Em decisão de 7 de agosto deste ano, o juiz Eduardo José Loureiro Burichel, da 2ª Vara Cível de Ipojuca, do Tribunal de Justiça de Pernambuco (TJPE), determinou que Rodrigo indenize a vítima em R$ 40 mil por danos morais. "A ofensa racial atenta diretamente contra a dignidade da pessoa humana, direito fundamental tutelado pela Constituição Federal, causando humilhação e angústia que extrapolam o mero dissabor cotidiano", diz o magistrado na decisão.
José Paulo dos Santos é natural de Salvador, na Bahia, mas mora em Porto de Galinhas, em Ipojuca, Região Metropolitana do Recife (RMR) - devido a isso, o processo cível tramita em Pernambuco.
Segundo a petição inicial, ele estava no Autódromo de Interlagos, em São Paulo, para acompanhar o Grande Prêmio de Fórmula 1 do Brasil em 2023.
"Na ocasião, o autor estava desacompanhado, trajando roupas simples, vestindo um boné vermelho, com uma estrela branca e a inscrição 'PT', aludindo ao 'Partido dos Trabalhadores'", apontam os advogados do médico na petição.
Segundo eles, José Paulo começou a sofrer ofensas sem qualquer motivação. Os advogados acrescentam que um bombeiro civil que estava no local ouviu o acusado repetir as ofensas. Na ocasião, foi registrado um boletim de ocorrência e Rodrigo foi preso em flagrante.
"O autor estava naquele local para se divertir e de repente é agredido verbalmente da forma mais cruel que possa existir", destacam.
Os advogados pediam uma indenização de R$ 100 mil, alegando que o réu possui casa própria no bairro do Morumbi, "um dos mais nobres da capital paulista". Eles mencionam também que o empresário recebe R$ 100 mil por mês em seu trabalho.

^^^^

* _Ações a realizar_:
• a. Reproduza o texto sobre a indenização de "José Paulo dos" até "médico na petição.", inclusive, mudando "boné vermelho" para "chapéu vermelho".
• b. Segundo o texto sobre a indenização, que valor o juiz determinou que Rodrigo pagasse à vítima?
• c. Traduza para o inglês esta frase do texto sobre a indenização: "Segundo eles, José Paulo começou a sofrer ofensas sem qualquer motivação."
Os registros vêm de outra fonte.

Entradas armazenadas
^^^^

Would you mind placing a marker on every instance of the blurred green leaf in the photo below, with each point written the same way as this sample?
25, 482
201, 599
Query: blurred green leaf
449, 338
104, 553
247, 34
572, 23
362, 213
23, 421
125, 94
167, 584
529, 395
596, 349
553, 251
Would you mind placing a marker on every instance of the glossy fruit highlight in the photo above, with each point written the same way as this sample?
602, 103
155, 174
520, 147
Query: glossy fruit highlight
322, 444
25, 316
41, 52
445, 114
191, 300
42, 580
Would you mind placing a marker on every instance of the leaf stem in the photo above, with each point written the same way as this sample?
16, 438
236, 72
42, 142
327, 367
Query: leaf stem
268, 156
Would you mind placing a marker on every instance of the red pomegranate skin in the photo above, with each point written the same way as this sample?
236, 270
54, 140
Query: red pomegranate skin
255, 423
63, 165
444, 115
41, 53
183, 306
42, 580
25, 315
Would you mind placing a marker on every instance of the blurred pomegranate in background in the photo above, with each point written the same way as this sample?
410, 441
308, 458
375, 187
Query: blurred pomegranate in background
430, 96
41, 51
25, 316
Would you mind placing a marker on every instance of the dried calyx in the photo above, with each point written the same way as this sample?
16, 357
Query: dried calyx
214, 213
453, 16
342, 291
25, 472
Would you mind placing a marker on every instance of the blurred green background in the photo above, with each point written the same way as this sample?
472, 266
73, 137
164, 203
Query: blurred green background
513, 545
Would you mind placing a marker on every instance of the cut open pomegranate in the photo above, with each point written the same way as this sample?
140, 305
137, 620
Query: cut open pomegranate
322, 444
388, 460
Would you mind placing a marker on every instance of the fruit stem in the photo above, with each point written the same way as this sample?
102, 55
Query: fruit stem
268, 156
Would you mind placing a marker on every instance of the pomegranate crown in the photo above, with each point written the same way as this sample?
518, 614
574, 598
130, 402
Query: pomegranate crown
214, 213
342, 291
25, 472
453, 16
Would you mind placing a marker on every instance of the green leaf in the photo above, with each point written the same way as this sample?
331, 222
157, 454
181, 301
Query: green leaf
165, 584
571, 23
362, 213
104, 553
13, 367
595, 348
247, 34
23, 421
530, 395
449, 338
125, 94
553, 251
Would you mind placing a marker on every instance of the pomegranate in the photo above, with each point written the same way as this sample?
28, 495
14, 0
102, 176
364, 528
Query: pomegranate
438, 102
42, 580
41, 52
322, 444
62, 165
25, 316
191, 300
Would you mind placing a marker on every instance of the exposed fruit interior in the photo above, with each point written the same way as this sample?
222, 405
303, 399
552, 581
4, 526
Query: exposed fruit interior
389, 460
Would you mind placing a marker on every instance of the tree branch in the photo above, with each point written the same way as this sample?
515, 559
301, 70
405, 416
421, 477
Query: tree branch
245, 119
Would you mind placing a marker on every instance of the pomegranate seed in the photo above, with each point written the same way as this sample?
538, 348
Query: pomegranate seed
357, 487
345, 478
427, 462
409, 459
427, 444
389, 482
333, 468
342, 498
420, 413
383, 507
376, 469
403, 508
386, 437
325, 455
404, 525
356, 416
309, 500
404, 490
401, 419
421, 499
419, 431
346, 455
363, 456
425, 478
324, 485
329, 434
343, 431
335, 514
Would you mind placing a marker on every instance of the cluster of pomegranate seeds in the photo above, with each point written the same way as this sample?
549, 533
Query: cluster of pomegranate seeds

^^^^

* _Respostas por tarefa_:
• a.
José Paulo dos Santos é natural de Salvador, na Bahia, mas mora em Porto de Galinhas, em Ipojuca, Região Metropolitana do Recife (RMR) - devido a isso, o processo cível tramita em Pernambuco.
Segundo a petição inicial, ele estava no Autódromo de Interlagos, em São Paulo, para acompanhar o Grande Prêmio de Fórmula 1 do Brasil em 2023.
"Na ocasião, o autor estava desacompanhado, trajando roupas simples, vestindo um chapéu vermelho, com uma estrela branca e a inscrição 'PT', aludindo ao 'Partido dos Trabalhadores'", apontam os advogados do médico na petição.

• b. R$ 40 mil por danos morais.

• c. According to them, José Paulo began to suffer insults without any motivation.